§ Short problem 1: Rewrite the China income report from "New official figures" to "compared to 2012.", substituting "poverty threshold" for "poverty line".

::: Excerpt to read

A villager takes a rest at the balcony of his new house at Nanxun Township in Huzhou City, east China's Zhejiang Province [Xinhua]

File photo of a Chinese villager at Nanxun Township in Huzhou City, east China’s Zhejiang Province [Xinhua]

China’s statistics body declared on Monday that per capita disposable income in China reached $2993 in 2013, growing 8.1 per cent in real terms.

The second largest economy in the world is struggling to narrow the income gap between rich and poor.

New official figures released on Monday said per capita urban disposable income expanded 7 per cent in real terms to 26,955 yuan in 2013, while the rural figure rose 9.3 per cent in real terms to 8,896 yuan.

With China’s poverty line drawn at 2,300 yuan of annual net income last year, a rural population of 82.49 million were officially poor, a fall of 16.5 million compared to 2012.

The National Bureau of Statistics (NBS) announced on Monday that rural and urban data were collected separately before 2013.

::::::
::: Task inputs

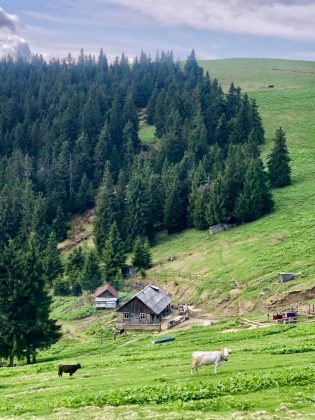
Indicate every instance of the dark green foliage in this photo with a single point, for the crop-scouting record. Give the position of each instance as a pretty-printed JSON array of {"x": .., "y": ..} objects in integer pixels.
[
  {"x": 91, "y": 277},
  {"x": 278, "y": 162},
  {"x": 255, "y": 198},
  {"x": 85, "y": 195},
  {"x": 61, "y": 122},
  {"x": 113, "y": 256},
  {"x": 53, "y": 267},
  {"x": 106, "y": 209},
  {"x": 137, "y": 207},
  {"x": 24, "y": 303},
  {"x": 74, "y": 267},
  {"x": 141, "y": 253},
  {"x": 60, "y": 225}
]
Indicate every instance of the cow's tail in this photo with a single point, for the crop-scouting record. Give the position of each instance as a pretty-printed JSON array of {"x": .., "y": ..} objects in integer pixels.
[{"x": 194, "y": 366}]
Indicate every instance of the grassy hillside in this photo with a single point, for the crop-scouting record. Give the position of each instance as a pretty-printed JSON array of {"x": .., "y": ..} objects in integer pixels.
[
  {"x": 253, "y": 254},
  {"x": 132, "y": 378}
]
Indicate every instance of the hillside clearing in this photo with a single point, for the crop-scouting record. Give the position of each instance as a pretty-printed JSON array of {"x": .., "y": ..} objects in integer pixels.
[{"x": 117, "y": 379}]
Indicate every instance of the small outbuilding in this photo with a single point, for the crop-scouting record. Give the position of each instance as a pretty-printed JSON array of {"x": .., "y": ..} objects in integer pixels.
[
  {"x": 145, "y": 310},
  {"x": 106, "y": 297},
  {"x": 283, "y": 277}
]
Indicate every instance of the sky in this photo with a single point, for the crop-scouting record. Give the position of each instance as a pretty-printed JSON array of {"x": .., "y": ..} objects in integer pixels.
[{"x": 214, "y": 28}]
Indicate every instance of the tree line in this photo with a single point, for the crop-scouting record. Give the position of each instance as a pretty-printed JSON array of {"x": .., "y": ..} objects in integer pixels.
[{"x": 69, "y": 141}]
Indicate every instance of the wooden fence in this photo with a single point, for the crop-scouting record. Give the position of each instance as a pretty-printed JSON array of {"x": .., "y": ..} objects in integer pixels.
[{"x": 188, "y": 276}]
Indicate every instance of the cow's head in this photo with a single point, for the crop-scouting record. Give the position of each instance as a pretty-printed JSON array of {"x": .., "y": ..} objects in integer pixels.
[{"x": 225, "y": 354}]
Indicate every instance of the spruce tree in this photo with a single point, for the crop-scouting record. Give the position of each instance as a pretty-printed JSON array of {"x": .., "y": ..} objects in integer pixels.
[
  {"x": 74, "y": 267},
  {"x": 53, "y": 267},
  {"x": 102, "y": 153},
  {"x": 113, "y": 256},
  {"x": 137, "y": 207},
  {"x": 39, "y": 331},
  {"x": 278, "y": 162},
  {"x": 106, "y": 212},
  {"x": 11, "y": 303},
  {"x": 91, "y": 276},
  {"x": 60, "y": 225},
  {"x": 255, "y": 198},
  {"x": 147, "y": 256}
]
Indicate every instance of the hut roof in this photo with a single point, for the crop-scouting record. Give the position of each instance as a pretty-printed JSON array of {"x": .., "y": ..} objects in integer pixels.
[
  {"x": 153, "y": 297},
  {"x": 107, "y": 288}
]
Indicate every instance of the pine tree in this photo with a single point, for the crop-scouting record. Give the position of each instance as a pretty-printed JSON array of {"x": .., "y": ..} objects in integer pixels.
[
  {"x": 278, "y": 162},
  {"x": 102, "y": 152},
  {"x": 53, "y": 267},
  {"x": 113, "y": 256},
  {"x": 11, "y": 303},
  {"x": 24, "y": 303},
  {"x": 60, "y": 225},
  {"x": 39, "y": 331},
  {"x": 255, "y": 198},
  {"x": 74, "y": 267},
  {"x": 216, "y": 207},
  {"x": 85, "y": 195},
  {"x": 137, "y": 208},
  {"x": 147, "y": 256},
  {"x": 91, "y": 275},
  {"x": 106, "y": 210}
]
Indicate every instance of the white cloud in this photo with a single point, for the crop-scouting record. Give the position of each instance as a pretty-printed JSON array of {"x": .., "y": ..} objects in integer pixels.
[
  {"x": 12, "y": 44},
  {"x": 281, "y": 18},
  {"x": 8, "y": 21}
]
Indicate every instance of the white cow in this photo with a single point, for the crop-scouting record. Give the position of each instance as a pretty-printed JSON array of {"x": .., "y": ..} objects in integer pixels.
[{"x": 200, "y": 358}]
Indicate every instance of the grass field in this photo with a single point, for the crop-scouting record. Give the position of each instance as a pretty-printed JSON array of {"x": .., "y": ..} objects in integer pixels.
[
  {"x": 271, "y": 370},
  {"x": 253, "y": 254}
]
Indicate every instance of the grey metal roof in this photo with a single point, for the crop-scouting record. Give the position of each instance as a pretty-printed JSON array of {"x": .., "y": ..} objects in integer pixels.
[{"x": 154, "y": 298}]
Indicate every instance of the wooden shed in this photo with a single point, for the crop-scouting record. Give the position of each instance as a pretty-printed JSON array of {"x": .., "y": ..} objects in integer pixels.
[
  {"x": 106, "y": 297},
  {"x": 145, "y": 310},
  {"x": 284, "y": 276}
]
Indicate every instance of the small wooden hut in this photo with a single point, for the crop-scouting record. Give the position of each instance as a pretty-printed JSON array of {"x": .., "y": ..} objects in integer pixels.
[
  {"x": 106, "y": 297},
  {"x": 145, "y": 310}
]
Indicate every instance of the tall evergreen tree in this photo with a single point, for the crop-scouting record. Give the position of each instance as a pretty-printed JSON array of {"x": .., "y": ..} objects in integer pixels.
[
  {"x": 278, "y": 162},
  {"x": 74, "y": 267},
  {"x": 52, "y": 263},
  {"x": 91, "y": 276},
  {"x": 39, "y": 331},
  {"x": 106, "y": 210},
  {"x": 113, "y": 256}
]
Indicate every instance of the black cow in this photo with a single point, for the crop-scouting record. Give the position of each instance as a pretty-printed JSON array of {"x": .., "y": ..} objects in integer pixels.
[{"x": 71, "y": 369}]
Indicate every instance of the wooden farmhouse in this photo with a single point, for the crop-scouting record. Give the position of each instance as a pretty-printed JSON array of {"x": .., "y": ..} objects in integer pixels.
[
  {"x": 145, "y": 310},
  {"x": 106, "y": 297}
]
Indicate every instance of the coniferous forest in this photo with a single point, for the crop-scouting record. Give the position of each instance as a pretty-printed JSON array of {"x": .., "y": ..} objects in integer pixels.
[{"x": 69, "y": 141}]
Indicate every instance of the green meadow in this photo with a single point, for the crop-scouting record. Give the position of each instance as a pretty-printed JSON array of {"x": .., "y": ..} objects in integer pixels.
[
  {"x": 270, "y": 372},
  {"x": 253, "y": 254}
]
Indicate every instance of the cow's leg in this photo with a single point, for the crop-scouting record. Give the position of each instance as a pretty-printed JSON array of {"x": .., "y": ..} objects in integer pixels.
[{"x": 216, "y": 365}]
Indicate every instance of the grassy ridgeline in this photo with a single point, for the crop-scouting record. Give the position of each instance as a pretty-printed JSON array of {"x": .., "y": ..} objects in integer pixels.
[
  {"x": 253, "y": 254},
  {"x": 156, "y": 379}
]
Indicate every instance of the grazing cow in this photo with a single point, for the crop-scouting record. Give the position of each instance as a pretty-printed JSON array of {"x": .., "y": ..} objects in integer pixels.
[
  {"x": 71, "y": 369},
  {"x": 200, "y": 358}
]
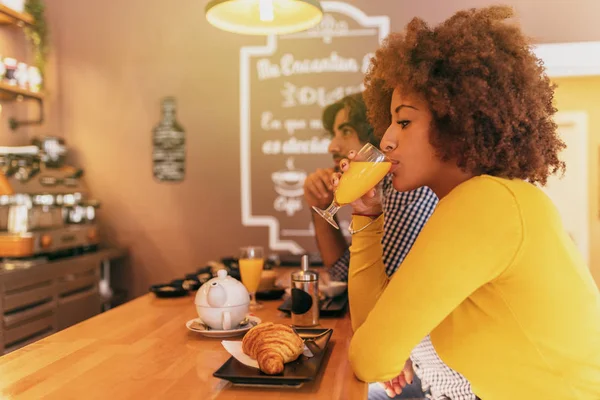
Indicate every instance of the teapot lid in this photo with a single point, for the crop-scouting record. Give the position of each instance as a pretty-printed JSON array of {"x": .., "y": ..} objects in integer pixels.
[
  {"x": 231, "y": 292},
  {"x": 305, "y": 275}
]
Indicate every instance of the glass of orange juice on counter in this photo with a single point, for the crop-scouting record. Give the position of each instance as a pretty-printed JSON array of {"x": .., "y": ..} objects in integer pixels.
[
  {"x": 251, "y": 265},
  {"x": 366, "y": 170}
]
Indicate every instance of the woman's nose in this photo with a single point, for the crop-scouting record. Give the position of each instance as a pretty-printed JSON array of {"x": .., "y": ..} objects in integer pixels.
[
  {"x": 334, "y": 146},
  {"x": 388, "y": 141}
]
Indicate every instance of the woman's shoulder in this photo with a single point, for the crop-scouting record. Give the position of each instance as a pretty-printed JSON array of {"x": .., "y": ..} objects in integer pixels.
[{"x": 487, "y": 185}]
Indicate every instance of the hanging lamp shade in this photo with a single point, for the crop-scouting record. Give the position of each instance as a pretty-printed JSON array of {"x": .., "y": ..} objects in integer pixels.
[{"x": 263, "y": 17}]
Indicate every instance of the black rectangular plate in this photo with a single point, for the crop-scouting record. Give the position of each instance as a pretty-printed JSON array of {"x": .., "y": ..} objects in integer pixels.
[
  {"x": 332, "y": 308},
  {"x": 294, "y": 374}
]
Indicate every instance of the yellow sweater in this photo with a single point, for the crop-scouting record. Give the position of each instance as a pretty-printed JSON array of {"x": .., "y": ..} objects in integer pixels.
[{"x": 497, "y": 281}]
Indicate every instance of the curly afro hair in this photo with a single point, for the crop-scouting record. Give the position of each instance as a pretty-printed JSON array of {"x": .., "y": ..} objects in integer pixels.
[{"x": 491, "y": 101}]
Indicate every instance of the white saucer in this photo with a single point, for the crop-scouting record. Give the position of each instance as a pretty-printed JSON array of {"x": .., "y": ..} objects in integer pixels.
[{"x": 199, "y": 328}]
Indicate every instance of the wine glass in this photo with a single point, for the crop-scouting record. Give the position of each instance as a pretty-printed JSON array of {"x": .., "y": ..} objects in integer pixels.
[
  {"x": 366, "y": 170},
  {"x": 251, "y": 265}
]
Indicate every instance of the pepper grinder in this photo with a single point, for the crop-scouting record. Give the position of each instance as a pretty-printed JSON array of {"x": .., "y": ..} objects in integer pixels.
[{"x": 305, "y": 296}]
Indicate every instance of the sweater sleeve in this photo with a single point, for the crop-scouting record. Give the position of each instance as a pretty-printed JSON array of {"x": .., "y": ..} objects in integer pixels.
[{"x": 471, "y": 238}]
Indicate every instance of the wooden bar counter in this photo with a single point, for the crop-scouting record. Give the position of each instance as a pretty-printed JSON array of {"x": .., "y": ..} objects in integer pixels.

::::::

§ Short problem 2: Gather each line of the records that contains the word "black".

§ Exercise response 1:
New official figures released on Monday said per capita urban disposable income expanded 7 per cent in real terms to 26,955 yuan in 2013, while the rural figure rose 9.3 per cent in real terms to 8,896 yuan.

With China’s poverty threshold drawn at 2,300 yuan of annual net income last year, a rural population of 82.49 million were officially poor, a fall of 16.5 million compared to 2012.

§ Exercise response 2:
Indicate every instance of the black cow in this photo with a single point, for the crop-scouting record. Give the position of each instance as a pretty-printed JSON array of {"x": .., "y": ..} objects in integer pixels.
Indicate every instance of the black rectangular plate in this photo with a single point, for the crop-scouting record. Give the position of each instance as a pretty-printed JSON array of {"x": .., "y": ..} objects in integer pixels.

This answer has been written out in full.